Der Dieselmotor stampft gemächlich vor sich hin. Das Schiff, das sonst von Bremerhaven aus die Pöttetour macht, verlangsamt seine Fahrt. Die Beisetzungsposition ist in Sicht. Ich spreche unter Deck die letzten Worte des Abschiedsrituals. Neben mir die Urne, fest vertäut und ansprechend dekoriert. Gleich wird der Kapitän in der sturm- und wellensicheren Schiebetür erscheinen, die Urne feierlich aus ihrer Verankerung lösen und mit ihr zusammen ans Heck des Schiffes schreiten.

Die Trauergäste, in Gedanken noch bei der Rede und den Erinnerungen, die dadurch wachgerufen werden, wischen sich ein letztes letztes Mal mit ihren Taschentüchern durchs Gesicht. Jetzt kommt der übergroße und besonders schwere Moment des endgültigen Abschieds. Einige schurren unruhig auf ihren Stühlen hin und her. Andere sitzen zusammengesunken da. Schließlich ziehen alle ihre Jacken über und folgen anstandslos dem Kapitän, der sie mit stummem Blick dazu auffordert, ihm hinterher zu gehen.

Kabbeliges Wasser und kräftige Böen begleiten die Trauergäste auf die Plattform des Schiffes, auf der sie sich unter freiem Himmel versammeln. Dunkle Wolkenfetzen wechseln sich mit blauen Abschnitten ab. Das Seebestattungsritual beginnt.

■ Datenauszug ■
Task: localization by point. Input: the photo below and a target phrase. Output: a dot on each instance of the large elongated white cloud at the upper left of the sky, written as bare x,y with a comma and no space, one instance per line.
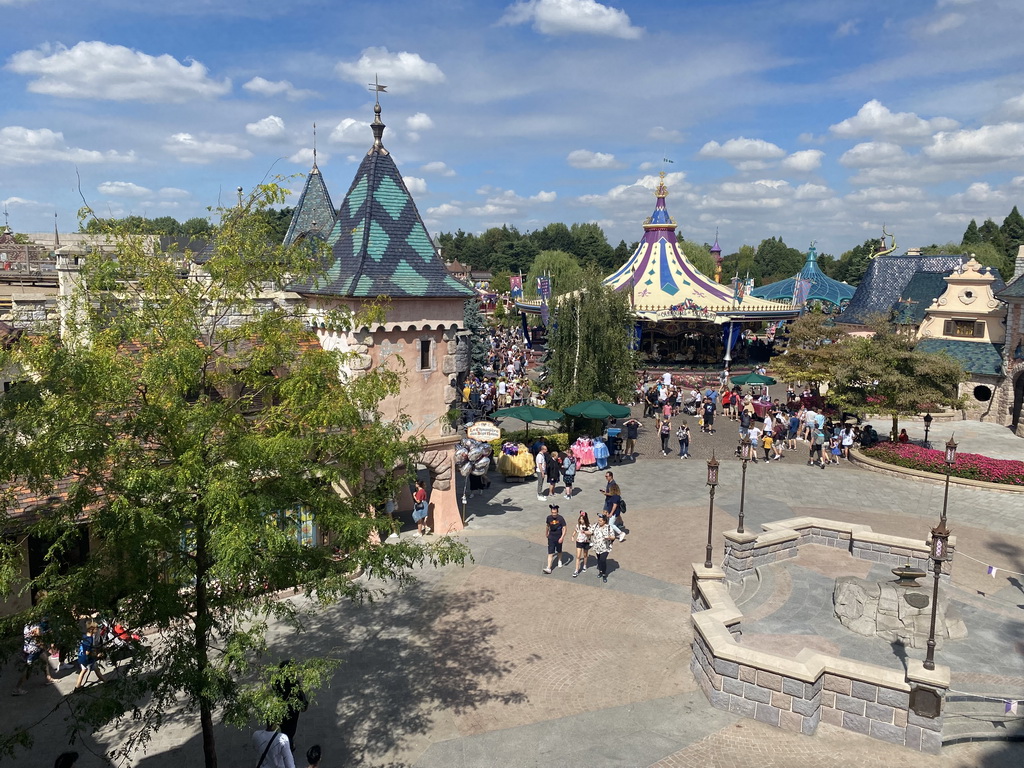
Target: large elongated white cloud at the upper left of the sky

■ Aufgabenliste ■
1. Geben Sie aus dem Text über die Seebestattung den Abschnitt wörtlich wieder, der bei den Worten „Kabbeliges Wasser und“ einsetzt, und hören Sie nach „Abschnitten ab. Das Seebestattungsritual beginnt.“ auf.
2. Schreiben Sie den Text über die Seebestattung im Anschluss an seinen letzten Satz weiter.

■ Lösungen ■
1.
Kabbeliges Wasser und kräftige Böen begleiten die Trauergäste auf die Plattform des Schiffes, auf der sie sich unter freiem Himmel versammeln. Dunkle Wolkenfetzen wechseln sich mit blauen Abschnitten ab. Das Seebestattungsritual beginnt.

2.
Der Kapitän liest seine vorbestimmten Worte. Wie es das Ritual verlangt, schlägt er die Schiffsglocke an und schon wird die Urne zu Wasser gelassen. Schwer ist sie, so eine Wasserurne. Mindestens fünf Kilo muss sie wiegen, damit sie schnell versinkt und nicht versehentlich auf ihrem Weg zum Meeresboden einem Fischerboot ins Netz gerät. Außerdem ist sie aus einem Material gefertigt, das sich innerhalb kürzester Zeit auflöst.

Tränen fließen, der Moment ist hochemotional, Blumen fliegen hinterher. Längst ist die Urne gesunken, aber der Kranz schwimmt oben. Er ist zu sehen und verschwindet. Und ist zu sehen und verschwindet auf den Bergen und in den Tälern, die das Wasser bildet. Die einzelnen Blüten leuchten hier und da zwischen den Wellen.

Der Schiffsmotor springt an und das Schiff beginnt, immer größer werdende Runden um die Beisetzungsstelle zu ziehen. Eine riesige Welle schwappt von Steuerbord. Nun sind nicht nur die Gesichter nass von Tränen. Auch die Rücken der Trauergäste in ihren regentauglichen Jacken glänzen vor Feuchtigkeit und so manche Frisur ist dem Salzwasser zum Opfer gefallen. Es scheint niemanden zu stören.

Das Schiff hat inzwischen den maximalen Durchmesser der vorgeschriebenen spiralförmigen Bahnen erreicht und dreht ab Richtung Hafen, wo es anderthalb Stunden später bei Dämmerung einlaufen wird.

Die Menschen an Bord entspannen sich. Getränke und Schnittchen tun ihr Übriges, um die letzten Tränen zu trocknen und ein Stück Normalität einkehren zu lassen, selbst wenn das Leben so unnormal ist, wie lange nicht mehr. Windzerzaust, tränengeschüttelt und gleichzeitig irgendwie erleichtert verlassen sie das Schiff, das am nächsten Vormittag zur nächsten Pöttetour ausläuft.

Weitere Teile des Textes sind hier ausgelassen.